#### WORK ORDER A
Answer these questions using the passage about Coinstar:
(i) What is the lowest nightly price for renting a movie from a Redbox kiosk?
(ii) How far is Coinstar's stock down year to date?
(iii) What led to the 28-day rental delay policy?
#### WORK ORDER B
List every factor that the passage about Coinstar gives as recently hampering the Redbox segment.
#### WORK ORDER C
Continue the passage about Coinstar, starting after its final sentence.

#### PASSAGE
-=-=-

Coinstar (CSTR) is a leading provider of automated retail solutions, offering convenient products and services that benefit consumers and drive incremental guest traffic and revenue for merchants across the country. The company’s core businesses include the Redbox-branded DVD division, where consumers can rent movies from self-service kiosks (located primarily in supermarkets and drugstores) for as little as $1 a night, and the older coin operations, where consumers can convert their loose change to cash or stored value products at coin-counting machines.

Some Background

Coinstar, along with its volatile stock (down more than 15% year to date), has had a bumpy ride of late, as the Redbox segment has recently been hampered by higher wholesale prices for some DVDs, clumsy inventory management, and sluggish demand following the company’s transition to a new 28-day rental delay policy (the result of a negotiated legal settlement between Coinstar and a handful of Hollywood studios). The current difficulties ought to be fairly short-lived, however.

-=-=-

#### RECORD SET

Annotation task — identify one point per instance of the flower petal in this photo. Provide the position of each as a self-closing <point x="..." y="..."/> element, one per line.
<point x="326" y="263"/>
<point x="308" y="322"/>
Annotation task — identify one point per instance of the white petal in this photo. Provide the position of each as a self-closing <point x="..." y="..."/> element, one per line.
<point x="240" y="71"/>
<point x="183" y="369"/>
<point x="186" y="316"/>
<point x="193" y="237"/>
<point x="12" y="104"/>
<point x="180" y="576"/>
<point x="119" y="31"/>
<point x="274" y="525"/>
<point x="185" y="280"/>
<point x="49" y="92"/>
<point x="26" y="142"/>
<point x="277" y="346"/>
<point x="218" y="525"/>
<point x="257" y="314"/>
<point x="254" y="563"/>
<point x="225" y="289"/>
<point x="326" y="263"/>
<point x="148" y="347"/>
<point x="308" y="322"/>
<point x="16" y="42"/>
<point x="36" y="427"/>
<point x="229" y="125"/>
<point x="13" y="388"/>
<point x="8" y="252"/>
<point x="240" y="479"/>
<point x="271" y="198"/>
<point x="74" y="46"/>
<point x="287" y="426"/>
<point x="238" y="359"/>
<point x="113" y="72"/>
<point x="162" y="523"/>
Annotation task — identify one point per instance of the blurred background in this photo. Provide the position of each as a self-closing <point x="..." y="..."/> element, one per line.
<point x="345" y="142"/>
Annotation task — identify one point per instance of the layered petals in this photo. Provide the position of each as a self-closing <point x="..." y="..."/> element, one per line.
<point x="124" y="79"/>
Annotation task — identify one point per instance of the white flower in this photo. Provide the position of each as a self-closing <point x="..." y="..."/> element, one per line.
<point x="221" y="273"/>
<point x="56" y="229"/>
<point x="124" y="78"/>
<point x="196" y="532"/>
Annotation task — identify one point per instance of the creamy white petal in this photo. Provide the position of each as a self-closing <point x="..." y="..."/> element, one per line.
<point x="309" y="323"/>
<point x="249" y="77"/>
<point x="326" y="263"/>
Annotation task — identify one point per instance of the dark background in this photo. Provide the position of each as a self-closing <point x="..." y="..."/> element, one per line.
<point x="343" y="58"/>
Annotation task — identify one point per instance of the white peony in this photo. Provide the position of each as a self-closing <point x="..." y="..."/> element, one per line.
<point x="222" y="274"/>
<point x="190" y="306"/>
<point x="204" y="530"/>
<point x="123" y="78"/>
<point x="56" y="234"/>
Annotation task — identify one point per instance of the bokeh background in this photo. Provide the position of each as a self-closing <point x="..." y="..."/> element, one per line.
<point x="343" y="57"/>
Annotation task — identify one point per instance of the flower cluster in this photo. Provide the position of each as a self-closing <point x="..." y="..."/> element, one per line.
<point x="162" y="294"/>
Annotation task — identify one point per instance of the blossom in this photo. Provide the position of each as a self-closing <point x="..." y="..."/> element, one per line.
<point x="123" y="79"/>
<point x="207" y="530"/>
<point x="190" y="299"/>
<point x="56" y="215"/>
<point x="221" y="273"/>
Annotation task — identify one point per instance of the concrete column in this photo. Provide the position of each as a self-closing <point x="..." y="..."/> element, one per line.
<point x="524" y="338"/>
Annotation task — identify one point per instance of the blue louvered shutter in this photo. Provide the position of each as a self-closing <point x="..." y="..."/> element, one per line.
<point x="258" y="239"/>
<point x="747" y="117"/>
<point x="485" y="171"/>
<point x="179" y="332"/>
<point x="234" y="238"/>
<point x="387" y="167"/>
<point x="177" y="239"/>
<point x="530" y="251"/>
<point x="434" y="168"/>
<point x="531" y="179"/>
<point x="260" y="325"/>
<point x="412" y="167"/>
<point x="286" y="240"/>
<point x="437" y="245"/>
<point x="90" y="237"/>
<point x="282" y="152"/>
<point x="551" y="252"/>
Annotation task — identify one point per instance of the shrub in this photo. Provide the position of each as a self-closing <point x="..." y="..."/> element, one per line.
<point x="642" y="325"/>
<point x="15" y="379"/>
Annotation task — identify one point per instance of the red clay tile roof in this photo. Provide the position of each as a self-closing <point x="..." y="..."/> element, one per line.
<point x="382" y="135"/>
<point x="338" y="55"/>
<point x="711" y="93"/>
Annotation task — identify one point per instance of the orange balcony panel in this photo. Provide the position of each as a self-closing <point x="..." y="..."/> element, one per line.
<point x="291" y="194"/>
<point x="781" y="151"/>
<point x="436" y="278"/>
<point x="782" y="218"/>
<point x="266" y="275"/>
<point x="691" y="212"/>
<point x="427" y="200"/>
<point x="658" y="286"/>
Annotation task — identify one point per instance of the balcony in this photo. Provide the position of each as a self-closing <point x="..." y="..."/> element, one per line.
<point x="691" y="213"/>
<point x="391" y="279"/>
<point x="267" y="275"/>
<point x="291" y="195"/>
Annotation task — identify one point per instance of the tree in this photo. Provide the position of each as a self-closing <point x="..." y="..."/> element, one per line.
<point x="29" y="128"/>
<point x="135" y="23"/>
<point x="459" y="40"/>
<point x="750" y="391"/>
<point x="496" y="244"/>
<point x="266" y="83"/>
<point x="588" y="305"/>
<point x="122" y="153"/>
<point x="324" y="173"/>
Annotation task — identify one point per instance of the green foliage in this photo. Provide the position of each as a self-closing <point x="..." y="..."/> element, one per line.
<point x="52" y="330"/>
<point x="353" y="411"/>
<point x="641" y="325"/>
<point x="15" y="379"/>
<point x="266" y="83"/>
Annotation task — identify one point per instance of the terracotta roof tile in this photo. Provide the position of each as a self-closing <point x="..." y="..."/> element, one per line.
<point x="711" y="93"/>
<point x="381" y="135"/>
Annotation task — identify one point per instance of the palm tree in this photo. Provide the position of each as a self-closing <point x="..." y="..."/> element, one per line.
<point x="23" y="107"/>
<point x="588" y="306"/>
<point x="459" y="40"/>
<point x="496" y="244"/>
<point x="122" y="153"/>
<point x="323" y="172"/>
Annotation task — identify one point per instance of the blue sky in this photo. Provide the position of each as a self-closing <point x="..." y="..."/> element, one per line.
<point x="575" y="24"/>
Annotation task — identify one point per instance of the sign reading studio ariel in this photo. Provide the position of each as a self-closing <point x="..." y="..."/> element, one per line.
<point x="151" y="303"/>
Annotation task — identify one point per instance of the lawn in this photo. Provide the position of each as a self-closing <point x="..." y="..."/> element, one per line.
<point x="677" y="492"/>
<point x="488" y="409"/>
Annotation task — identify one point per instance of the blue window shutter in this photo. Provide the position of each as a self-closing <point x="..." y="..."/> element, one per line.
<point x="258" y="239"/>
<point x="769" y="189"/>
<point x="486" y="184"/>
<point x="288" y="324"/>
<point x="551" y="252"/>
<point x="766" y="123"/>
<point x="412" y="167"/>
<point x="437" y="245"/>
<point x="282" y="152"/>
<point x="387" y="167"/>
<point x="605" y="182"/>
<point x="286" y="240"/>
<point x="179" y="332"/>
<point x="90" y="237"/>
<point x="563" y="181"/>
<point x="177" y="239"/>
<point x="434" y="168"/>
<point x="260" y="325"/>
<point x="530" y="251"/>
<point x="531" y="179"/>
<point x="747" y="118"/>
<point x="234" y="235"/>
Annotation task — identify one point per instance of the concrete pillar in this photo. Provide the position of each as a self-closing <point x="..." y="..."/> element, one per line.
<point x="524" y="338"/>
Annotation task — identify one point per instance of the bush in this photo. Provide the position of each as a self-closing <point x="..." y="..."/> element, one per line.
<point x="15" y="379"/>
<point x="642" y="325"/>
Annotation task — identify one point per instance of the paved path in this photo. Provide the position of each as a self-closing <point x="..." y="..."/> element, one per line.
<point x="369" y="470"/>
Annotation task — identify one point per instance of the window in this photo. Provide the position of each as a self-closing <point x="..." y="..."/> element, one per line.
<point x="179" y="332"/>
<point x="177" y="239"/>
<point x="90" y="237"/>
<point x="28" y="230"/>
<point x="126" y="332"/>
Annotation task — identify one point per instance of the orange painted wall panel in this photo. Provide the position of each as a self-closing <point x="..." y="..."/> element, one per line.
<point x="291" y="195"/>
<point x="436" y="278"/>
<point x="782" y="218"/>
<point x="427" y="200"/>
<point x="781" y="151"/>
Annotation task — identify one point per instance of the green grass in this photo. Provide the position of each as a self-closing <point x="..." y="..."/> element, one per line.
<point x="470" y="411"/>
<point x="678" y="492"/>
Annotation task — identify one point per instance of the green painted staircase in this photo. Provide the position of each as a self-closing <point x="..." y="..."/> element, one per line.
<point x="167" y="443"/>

-=-=-

#### TASK OUTPUT A
(i) As little as $1 a night.
(ii) More than 15%.
(iii) A negotiated legal settlement between Coinstar and a handful of Hollywood studios.

#### TASK OUTPUT B
- Higher wholesale prices for some DVDs
- Clumsy inventory management
- Sluggish demand following the company's transition to a new 28-day rental delay policy

#### TASK OUTPUT C
Indeed, the DVD rental business should regain its lost luster by mid-year, thanks to improved inventory practices, stepped-up advertising for Blu-ray movie titles (they rent for $1.50 a night), and further market-share advances at the expense of traditional “brick & mortar” outfits, like bankrupt rental chain Blockbuster. Moreover, we see the company entering a whole new growth phase, as it looks to leverage the value-oriented Redbox brand and take on sector heavyweight Netflix (NFLX) by rolling out a new digital strategy.

Coinstar’s Move into Streaming

Netflix has a big head start over Coinstar, for sure, when it comes to the rapidly expanding world of online video streaming. In fact, Netflix already has over 20 million subscribers to its Internet movie service. And it is poised to gain more share in the coming quarters by supporting additional handheld devices, inking new licensing deals with content creators, getting into original programming and television streaming, and attracting young, disenchanted consumers that are looking for a cheaper alternative to satellite and cable TV.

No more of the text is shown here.